— Document —
___
We maintain all positive nodes in a weighted linked list, which we will refer as P. Finally, we also store all positive nodes in its own dedicated red-black tree, denoted by $ TP $. For simplicity, we also store the sentinel nodes of T in P and $ TP $ as the first and the last nodes.

3.2 Query Procedures

The first query that we need is $\textsc {MaxPos} (s)$, returning the positive node v with the largest score such that $ s \mathopen {}\left( v\right) \le s$. This can be done in $ \mathcal {O} \mathopen {}\left( \log k\right) $ time using $ TP $, where k is the number of elements in the window.

Maintaining $ accpos \mathopen {}\left( v\right) $ and $ accneg \mathopen {}\left( v\right) $ allows us to query a cumulative sums of counts. Specifically, given a score s, we are interested in

$$\begin{aligned} hp \mathopen {}\left( v\right) = \sum _{v \in T \mid s \mathopen {}\left( v\right)< s} p \mathopen {}\left( v\right) \quad \text {and}\quad hn \mathopen {}\left( v\right) = \sum _{v \in T \mid s \mathopen {}\left( v\right) < s} n \mathopen {}\left( v\right) . \end{aligned}$$

(2)

We can compute both of these sums with $\textsc {HeadStats} (s)$, given in Algorithm 1.

The algorithm assumes that there is a node in T containing s, and proceeds to find it; during the search whenever we go the right branch we add the accumulative sums from the left branch. We omit the trivial proof of correctness. Since the tree is balanced, the running time of $\textsc {HeadStats} (s)$ is $ \mathcal {O} \mathopen {}\left( \log k\right) $, where k is the number of entries in the window.

3.3 Update Procedures

We now continue to the maintenance procedures as we slide the window. This comes down to two procedures: (i) removing an entry from the window and (ii) adding an entry to the window.
___
— Directives —
**A)** According to the passage on the sliding window, what two procedures does updating the window come down to?
**B)** Print the part of the passage on the sliding window from "We can compute" to "to the window.".
The listing that follows has nothing to do with the passage on the sliding window.
___
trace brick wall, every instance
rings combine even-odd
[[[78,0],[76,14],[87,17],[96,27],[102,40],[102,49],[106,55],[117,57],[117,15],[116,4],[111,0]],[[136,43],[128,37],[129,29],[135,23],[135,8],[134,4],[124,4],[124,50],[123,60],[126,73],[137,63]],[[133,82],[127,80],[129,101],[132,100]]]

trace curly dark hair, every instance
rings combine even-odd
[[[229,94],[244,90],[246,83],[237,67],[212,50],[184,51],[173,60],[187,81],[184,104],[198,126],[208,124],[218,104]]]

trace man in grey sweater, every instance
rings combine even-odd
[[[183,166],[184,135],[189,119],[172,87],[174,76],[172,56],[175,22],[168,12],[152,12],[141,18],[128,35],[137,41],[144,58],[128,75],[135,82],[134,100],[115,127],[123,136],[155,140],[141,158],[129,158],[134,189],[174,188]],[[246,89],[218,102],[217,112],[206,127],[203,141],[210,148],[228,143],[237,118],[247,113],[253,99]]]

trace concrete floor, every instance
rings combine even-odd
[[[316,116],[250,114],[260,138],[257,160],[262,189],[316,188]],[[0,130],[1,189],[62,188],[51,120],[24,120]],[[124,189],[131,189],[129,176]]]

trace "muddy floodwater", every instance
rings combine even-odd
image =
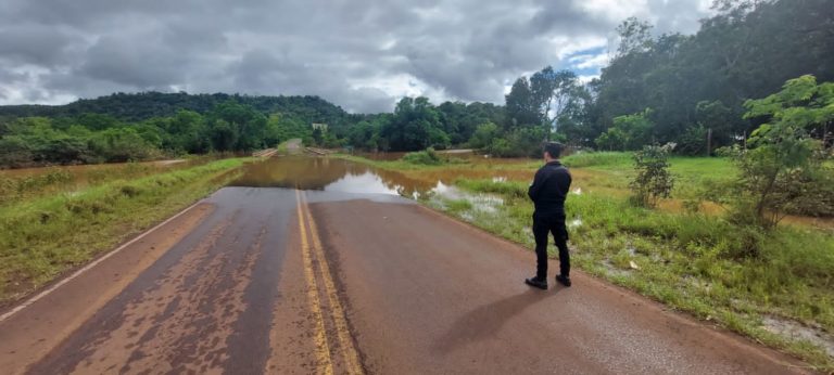
[[[396,171],[376,169],[363,164],[329,157],[274,157],[244,167],[243,176],[231,186],[286,188],[349,194],[397,195],[410,199],[468,201],[476,209],[492,211],[503,205],[501,197],[464,192],[453,182],[466,172],[439,171],[418,178]],[[502,174],[497,171],[478,171]],[[473,177],[473,176],[466,176]],[[497,176],[497,179],[506,177]]]

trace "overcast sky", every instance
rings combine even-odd
[[[711,0],[0,0],[0,104],[112,92],[503,103],[546,65],[590,78],[617,24],[697,30]]]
___
— In response —
**A)** Removing an entry from the window and adding an entry to the window.

**B)**
We can compute both of these sums with $\textsc {HeadStats} (s)$, given in Algorithm 1.

The algorithm assumes that there is a node in T containing s, and proceeds to find it; during the search whenever we go the right branch we add the accumulative sums from the left branch. We omit the trivial proof of correctness. Since the tree is balanced, the running time of $\textsc {HeadStats} (s)$ is $ \mathcal {O} \mathopen {}\left( \log k\right) $, where k is the number of entries in the window.

3.3 Update Procedures

We now continue to the maintenance procedures as we slide the window. This comes down to two procedures: (i) removing an entry from the window and (ii) adding an entry to the window.